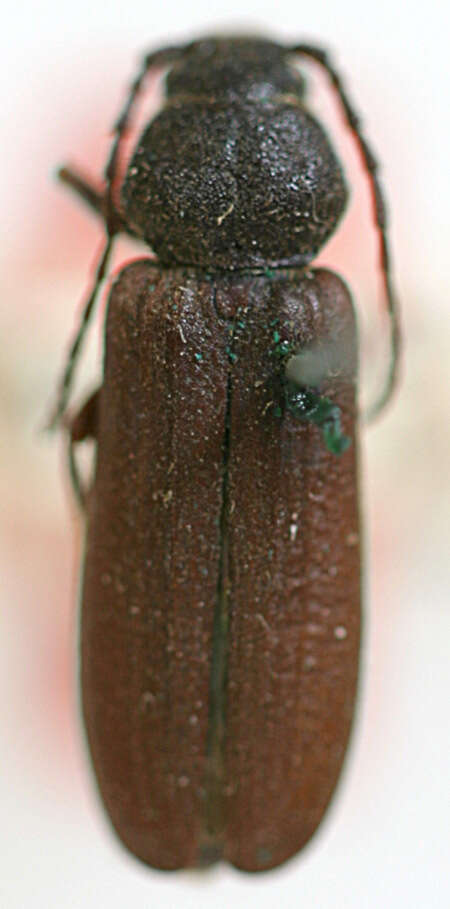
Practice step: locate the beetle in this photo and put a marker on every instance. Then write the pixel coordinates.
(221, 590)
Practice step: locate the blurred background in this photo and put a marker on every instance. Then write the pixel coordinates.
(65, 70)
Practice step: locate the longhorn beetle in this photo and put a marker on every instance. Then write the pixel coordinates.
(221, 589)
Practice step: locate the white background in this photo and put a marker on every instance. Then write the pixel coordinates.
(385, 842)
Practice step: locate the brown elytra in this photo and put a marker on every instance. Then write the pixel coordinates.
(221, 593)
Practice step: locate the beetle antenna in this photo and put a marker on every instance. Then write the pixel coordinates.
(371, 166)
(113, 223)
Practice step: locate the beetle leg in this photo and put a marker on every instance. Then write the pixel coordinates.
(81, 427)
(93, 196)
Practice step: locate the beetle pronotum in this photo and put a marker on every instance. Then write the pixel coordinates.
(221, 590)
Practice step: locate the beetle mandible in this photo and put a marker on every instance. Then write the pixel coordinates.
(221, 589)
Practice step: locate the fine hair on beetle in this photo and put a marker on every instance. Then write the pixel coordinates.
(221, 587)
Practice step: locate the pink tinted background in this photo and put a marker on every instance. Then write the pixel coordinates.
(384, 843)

——————

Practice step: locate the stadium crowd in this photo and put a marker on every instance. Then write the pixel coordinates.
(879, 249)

——————

→ **SET EXERCISE**:
Find each row above that contains the word "antenna" with matching case, and copy those rows in full.

→ **FINISHED ANSWER**:
Practice step: locate the beetle antenna in this photo and put a marker on every instance. Then write the pixel coordinates.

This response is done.